▶ Exercise task 1: Render this sentence from the emulator notes into Spanish: "Since I’ll be developing over a relatively long period, I want to summarize the current situation."

▶ Given text:
I read a book titled “Learning x86 Architecture by Creating Your Own Emulator.”
As a continuation, with the goal of fully running xv6, an x86 OS mainly used for educational purposes,
I plan to extend the self-made emulator.
Since I’ll be developing over a relatively long period, I want to summarize the current situation.
Currently, the bootloader has deployed the kernel body into memory,
and I can start execution from the kernel’s main function.
More precisely, it progresses from the bootloader to the kernel’s main function,
and a kernel panic occurs at some point.
Also, since I can now emulate the serial port (I/O Port 0x3F8),
by calling the cprintf function or panic function from the kernel, I can output arbitrary strings.
At this point, the CPU emulation itself is settling down,
and I feel that implementing various I/O and interrupts is becoming the main focus.

▶ Input records:
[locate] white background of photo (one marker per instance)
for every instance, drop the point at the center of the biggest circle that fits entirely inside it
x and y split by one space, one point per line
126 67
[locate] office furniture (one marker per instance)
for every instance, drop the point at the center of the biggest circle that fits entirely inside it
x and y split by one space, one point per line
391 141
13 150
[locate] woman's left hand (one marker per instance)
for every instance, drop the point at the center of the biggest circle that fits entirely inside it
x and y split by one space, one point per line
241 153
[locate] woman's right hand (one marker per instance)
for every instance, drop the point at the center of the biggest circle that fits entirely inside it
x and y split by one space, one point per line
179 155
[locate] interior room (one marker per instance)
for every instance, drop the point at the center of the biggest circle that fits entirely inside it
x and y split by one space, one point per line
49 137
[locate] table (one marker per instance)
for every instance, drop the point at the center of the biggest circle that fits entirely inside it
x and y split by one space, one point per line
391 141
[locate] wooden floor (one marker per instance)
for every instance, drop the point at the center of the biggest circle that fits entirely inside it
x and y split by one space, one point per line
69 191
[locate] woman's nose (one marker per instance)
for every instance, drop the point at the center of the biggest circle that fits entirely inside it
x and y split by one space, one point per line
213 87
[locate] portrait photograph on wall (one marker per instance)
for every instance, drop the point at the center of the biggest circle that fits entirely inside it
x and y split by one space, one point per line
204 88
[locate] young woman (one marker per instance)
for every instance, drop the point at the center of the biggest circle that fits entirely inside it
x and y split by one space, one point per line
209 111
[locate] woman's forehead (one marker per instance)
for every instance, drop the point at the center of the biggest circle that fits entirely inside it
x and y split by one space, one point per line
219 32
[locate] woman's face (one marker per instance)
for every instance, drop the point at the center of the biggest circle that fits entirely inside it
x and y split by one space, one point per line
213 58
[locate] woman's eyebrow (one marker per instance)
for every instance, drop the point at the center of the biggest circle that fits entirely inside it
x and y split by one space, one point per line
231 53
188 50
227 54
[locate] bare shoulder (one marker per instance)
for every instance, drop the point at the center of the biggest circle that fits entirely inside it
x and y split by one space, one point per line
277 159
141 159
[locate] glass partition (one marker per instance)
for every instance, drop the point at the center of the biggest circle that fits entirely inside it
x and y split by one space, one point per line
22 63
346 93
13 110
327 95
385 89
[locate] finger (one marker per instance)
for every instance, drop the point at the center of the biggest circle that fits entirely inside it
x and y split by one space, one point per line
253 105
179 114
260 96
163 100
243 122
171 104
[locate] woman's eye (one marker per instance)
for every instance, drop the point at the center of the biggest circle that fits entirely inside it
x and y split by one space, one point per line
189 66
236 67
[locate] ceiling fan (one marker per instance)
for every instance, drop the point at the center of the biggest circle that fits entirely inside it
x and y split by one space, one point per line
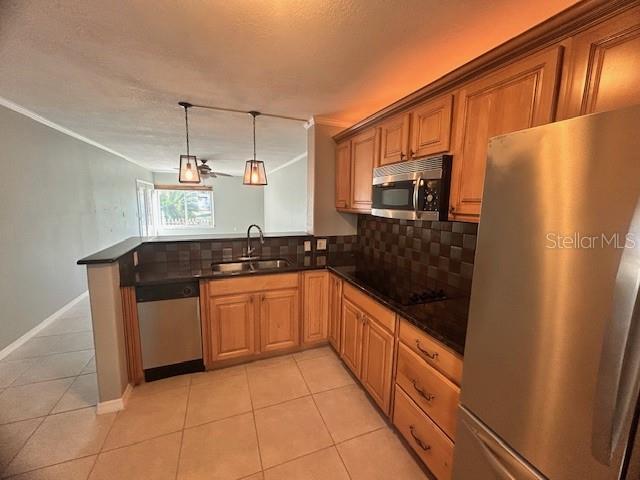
206 172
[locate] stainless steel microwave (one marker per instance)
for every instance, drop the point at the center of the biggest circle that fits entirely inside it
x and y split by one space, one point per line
413 190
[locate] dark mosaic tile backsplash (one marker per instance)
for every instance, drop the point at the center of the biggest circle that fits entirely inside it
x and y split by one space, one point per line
440 251
425 252
217 250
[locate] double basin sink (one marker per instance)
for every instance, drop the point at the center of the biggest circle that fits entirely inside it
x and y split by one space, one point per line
249 266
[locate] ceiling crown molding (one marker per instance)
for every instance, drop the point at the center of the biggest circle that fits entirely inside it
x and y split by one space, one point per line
330 122
290 162
40 119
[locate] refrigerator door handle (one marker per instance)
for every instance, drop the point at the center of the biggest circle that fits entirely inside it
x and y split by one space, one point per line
502 462
619 371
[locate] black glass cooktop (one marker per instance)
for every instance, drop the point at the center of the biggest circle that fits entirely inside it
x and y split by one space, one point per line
398 285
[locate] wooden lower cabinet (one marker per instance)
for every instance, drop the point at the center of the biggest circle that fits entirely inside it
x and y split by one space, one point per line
351 344
233 326
315 317
437 396
279 320
367 346
248 316
433 447
335 310
377 362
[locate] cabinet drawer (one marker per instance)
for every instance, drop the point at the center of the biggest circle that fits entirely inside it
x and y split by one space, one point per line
431 391
433 447
252 283
433 352
368 305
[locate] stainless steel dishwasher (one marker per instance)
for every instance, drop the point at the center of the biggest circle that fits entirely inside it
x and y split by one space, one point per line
170 333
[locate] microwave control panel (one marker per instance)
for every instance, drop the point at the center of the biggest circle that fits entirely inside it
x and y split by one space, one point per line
431 195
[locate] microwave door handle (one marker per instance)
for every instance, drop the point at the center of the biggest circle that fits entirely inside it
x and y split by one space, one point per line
619 372
416 194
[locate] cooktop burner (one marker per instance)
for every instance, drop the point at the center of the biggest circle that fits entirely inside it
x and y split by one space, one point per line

▶ Exercise task 2: Reproduce the records verbatim, starting at the line that contains "[locate] stainless steel dishwasher" and ending at the last line of the records.

▶ Full solution 1: Como voy a desarrollar durante un período relativamente largo, quiero resumir la situación actual.

▶ Full solution 2:
[locate] stainless steel dishwasher (one marker per instance)
for every instance, drop the point at the center of the biggest circle that fits entirely inside it
x and y split by one space, one point per line
170 333
[locate] microwave control panel (one marker per instance)
for every instance, drop the point at the center of the biggest circle that fits entirely inside it
x and y split by one space, one point per line
431 195
[locate] microwave door handle (one marker per instance)
for every instance, drop the point at the center of the biggest circle that fits entirely inside it
x and y split by one space, one point per line
619 372
416 194
[locate] cooktop burner (one marker per instance)
for every instance, drop the point at the center of the biggest circle that fits entirely inside it
x and y split by one space, one point per line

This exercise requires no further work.